Certain A Shares of Chengdu Bright Eye Hospital Co., Ltd. are subject to a Lock-Up Agreement Ending on 5-JUL-2023. These A Shares will be under lockup for 378 days starting from 22-JUN-2022 to 5-JUL-2023.

Details:
The Company’s holding shareholder Chengdu Purui Shiji Investment Co., Ltd. and actual controller Xu Xuyang committed to not transfer or entrust to a third party the Company’s shares they hold directly or indirectly before the issuance, or allow the company to repurchase those shares within 36 months from the listing date. If within 6 months after the listing, the closing price of the shares is lower than the issuance price for 20 consecutive trading days or if the trading price is lower than the issuance price 6 months after listing, the lock-up period will be automatically extended for another 6 months. After the lock-up has expired, while holding office, Xu Xuyang committed to not transfer more than 25% of shares held each year.

The Company’s shareholders Tibet Changqingshu Investment Partnership Enterprise (Limited Partnership), Tibet Qixin Zhisheng Investment Partnership Enterprise (Limited Partnership), Tibet Changming Tongcheng Investment Partnership Enterprise (Limited Partnership), and Tibet Furui Gongchuang Investment Partnership Enterprise (Limited Partnership) committed to not transfer or entrust to a third party the Company’s shares they hold directly or indirectly before the issuance, or allow the company to repurchase those shares within 36 months from the listing date. After the lock-up has expired, while holding office, they committed to not transfer more than 25% of shares held each year.

The Company’s directors Yue Yiying, supervisor Lei Defang, deputy general manager Cao Changliang, and financial director Yang Guoping committed to not transfer or entrust to a third party the Company’s shares they hold directly or indirectly before the issuance, or allow the company to repurchase those shares within 12 months from the listing date. If within 6 months after the listing, the closing price of the shares is lower than the issuance price for 20 consecutive trading days or if the trading price is lower than the issuance price 6 months after listing, the lock-up period will be automatically extended for another 6 months. After the lock-up has expired, while holding office, they committed to not transfer more than 25% of shares held each year.

* _Your objective_:
Answer from the lock-up notice:
1. How many days does the lock-up starting on 22-JUN-2022 last?
2. Within how many months from the listing date did Chengdu Purui Shiji Investment Co., Ltd. commit not to transfer its shares?
3. What position does Lei Defang hold?

* _Data section_:
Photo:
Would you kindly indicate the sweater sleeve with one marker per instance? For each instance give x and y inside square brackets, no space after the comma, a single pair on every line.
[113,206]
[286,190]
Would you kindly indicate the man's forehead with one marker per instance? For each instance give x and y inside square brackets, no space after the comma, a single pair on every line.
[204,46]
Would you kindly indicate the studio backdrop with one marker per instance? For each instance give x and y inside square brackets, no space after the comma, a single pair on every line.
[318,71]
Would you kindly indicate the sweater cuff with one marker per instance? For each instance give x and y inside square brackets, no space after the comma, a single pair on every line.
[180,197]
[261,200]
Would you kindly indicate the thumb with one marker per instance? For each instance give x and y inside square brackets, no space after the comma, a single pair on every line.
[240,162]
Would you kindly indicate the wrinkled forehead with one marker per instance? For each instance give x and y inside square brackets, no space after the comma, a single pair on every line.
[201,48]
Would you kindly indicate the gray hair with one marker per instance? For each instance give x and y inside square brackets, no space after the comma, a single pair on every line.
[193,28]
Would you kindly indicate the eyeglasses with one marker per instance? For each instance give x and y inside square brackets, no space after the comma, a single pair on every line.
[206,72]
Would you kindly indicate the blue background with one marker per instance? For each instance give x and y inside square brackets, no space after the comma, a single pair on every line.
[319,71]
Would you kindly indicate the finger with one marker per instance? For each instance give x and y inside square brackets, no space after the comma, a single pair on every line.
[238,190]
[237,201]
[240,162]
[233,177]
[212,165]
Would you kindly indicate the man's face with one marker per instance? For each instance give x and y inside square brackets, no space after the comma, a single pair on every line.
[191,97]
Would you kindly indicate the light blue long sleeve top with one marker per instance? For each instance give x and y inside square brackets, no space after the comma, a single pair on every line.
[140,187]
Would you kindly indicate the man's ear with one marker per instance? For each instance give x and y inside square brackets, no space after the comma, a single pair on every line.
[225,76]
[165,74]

* _Problem solution_:
1. 378 days
2. 36 months
3. Supervisor